■ WRITTEN EXERCISE
Reproduce each of the entries below verbatim, line for line and in the original order.

■ DATA SUPPLIED
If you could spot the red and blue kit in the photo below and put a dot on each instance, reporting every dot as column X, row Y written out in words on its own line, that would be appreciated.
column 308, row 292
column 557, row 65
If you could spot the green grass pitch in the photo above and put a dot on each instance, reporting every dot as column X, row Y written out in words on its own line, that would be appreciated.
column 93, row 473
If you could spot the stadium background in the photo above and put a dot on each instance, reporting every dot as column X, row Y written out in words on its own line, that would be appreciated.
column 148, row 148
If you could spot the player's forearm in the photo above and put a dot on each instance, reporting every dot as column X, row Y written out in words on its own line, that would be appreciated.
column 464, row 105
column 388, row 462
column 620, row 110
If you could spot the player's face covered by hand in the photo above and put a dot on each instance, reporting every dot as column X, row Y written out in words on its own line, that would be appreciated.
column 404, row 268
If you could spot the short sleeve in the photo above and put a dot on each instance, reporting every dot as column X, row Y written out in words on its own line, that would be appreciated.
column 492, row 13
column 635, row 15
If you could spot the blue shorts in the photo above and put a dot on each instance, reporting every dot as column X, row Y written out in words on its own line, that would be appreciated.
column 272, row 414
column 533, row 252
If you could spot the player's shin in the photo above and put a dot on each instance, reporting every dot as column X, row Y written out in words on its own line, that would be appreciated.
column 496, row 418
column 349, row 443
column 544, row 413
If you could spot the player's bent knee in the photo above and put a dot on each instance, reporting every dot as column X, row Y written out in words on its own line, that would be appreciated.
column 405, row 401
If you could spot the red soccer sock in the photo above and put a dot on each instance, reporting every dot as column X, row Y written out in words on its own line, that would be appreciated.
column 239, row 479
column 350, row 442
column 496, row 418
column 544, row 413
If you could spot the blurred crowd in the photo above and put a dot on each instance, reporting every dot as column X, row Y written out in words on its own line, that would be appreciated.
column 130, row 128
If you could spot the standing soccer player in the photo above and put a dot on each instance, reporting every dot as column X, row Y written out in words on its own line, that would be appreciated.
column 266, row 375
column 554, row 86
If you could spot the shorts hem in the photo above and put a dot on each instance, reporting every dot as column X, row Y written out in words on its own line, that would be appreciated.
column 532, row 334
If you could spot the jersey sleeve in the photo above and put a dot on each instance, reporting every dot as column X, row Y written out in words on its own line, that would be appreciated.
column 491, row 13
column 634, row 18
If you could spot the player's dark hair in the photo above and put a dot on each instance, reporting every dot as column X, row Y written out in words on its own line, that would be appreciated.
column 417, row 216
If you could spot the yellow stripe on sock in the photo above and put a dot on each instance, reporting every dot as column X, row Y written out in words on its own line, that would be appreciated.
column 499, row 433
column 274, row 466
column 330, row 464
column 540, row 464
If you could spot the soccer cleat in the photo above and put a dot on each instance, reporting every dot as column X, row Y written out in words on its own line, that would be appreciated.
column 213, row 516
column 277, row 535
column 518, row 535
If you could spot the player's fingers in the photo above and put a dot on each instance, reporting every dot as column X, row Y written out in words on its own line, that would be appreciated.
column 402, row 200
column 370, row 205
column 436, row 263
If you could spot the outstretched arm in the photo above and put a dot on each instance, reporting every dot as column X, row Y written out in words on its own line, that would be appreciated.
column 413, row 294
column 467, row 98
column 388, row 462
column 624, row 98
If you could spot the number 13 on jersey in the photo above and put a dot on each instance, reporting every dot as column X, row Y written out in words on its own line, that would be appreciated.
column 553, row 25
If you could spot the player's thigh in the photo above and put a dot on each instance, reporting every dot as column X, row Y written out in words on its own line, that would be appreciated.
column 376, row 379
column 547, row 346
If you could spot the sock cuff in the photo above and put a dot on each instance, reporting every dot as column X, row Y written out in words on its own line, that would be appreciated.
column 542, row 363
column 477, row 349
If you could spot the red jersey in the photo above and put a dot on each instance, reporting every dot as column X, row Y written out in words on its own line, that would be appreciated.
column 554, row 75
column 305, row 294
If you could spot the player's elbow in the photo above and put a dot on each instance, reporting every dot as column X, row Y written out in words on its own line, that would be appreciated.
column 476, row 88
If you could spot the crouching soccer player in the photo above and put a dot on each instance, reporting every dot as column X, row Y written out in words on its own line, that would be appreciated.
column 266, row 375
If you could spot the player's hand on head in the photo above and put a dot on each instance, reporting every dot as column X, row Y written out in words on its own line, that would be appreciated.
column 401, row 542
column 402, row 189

■ RESULT FOR THIS TASK
If you could spot the red and blue kit in the photo below and put a dot on each instance, reporting every dot as column X, row Y written out in words on its own line, that would be appreciated.
column 308, row 292
column 557, row 65
If you could spot the green grass pitch in the photo above and put a dot on each instance, reporting every dot as column X, row Y written out in words on its own line, that would be appreciated.
column 93, row 473
If you could spot the stadium background in the photo above and put a dot on each instance, reporting every dot as column X, row Y written out in words on its own line, that would be appreciated.
column 148, row 148
If you could spot the player's forearm in the photo above and put a dot on each instance, reporting every dot as column X, row Y written out in words on its own line, that would be appreciated.
column 464, row 105
column 388, row 462
column 620, row 110
If you could spot the player's face covered by hand in the photo above and put a dot on each instance, reporting every dot as column X, row Y written out in words on its own line, that would be appreciated.
column 404, row 268
If you could spot the short sleeve in the photo above and put a dot on each instance, reporting every dot as column X, row Y written out in words on its own line, that would be appreciated.
column 492, row 13
column 635, row 15
If you could spot the blue shorts in the photo above and put a dot on each instance, reporting every dot as column X, row Y written out in words on its own line, that would be appreciated.
column 272, row 414
column 533, row 252
If you could spot the player's shin in the photo above and put a dot on each instance, reporting every dot as column X, row Y written out in words on its own line, that would be appreciated.
column 496, row 418
column 349, row 443
column 544, row 413
If you could spot the player's bent knee in the photo above and put a dot on each instance, reporting every dot as column X, row Y written out in words on its own line, that would be appreciated.
column 405, row 401
If you could spot the red soccer sock in the photo above and put a dot on each instance, reporting every dot as column X, row Y written out in words on its own line, that would be appreciated.
column 239, row 479
column 350, row 442
column 496, row 418
column 544, row 413
If you could spot the blurred crowd in the photo above and put a dot on each instance, reporting every dot as column X, row Y written out in words on its own line, that would be appreciated.
column 130, row 128
If you could spot the standing soccer player in the photo above and put a dot on each instance, reporting every dot as column X, row Y written out in words on its own line, that would be appreciated.
column 266, row 375
column 554, row 86
If you could spot the shorts hem in the photo above and put a dot on each instance, reporting every dot as column X, row Y written out in words on its own line, that would be appreciated.
column 532, row 334
If you could spot the jersey sleeve in the photo above and put a dot on each instance, reporting every dot as column X, row Y written out in words on its own line, that would be appreciated.
column 491, row 13
column 634, row 18
If you could spot the player's dark hair in the photo above and put a dot on each instance, reporting every dot as column X, row Y written out in words on its own line, that would be appreciated.
column 417, row 216
If you could spot the yellow stripe on sock in the photo above and put a dot on each instance, reporting every dot as column X, row Y written out in words on its own line, that would be appreciated.
column 499, row 433
column 274, row 466
column 330, row 464
column 540, row 464
If you could spot the soccer cleat in the photo above and put a dot on each instance, reporting every dot as column X, row Y written out in words on its own line, that would be appreciated.
column 213, row 516
column 277, row 535
column 518, row 535
If you could spot the player's fingers in the photo above and put a dot on each instance, reporting every dot as column X, row Y written out in words on its own line, that would be appreciated.
column 402, row 200
column 370, row 205
column 436, row 263
If you could spot the outstretched arm in the photo above and put a dot on each instance, reporting every dot as column X, row Y written out in words on its own line, that would be appreciated.
column 413, row 294
column 467, row 98
column 388, row 462
column 624, row 98
If you could spot the number 13 on jersey in the photo above and put a dot on each instance, reporting every dot as column X, row Y written out in words on its own line, that would be appreciated.
column 553, row 25
If you could spot the player's thigh in the photo above and put a dot on each instance, reporting every dot as column X, row Y written out in words on its own line, that would be appreciated.
column 376, row 379
column 547, row 346
If you could spot the sock cuff in the photo above and put a dot on each instance, reporting every dot as column X, row Y written out in words on its own line, that would be appreciated.
column 542, row 363
column 477, row 349
If you could spot the red jersey in the photo above and put a dot on each instance, reporting every dot as column X, row Y written out in words on its own line, that would be appreciated.
column 554, row 75
column 305, row 294
If you could spot the player's elbow in the photo above and put a dot on each instance, reporting every dot as column X, row Y written out in words on its own line, that would be appreciated.
column 476, row 88
If you could spot the crouching soccer player in the photo above and put a dot on each instance, reporting every dot as column X, row Y written out in words on its own line, that would be appreciated.
column 266, row 375
If you could spot the player's hand on head in the photo above and put a dot on each instance, reporting every dot as column X, row Y written out in words on its own line, that would be appreciated.
column 401, row 542
column 402, row 189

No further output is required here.